**Exercise**: Convert the lines below into a JSON list of strings, one string per line, omitting any blank lines.
___ Stored data
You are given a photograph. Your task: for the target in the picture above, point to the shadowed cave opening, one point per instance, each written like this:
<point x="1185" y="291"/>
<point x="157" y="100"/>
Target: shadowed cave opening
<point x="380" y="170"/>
______
**Full answer**:
[
  "You are given a photograph. Your task: for the target in the picture above, point to the shadowed cave opening, one point per instance, each written like this:",
  "<point x=\"1185\" y=\"291\"/>",
  "<point x=\"157\" y=\"100\"/>",
  "Target: shadowed cave opening",
  "<point x=\"380\" y=\"170\"/>"
]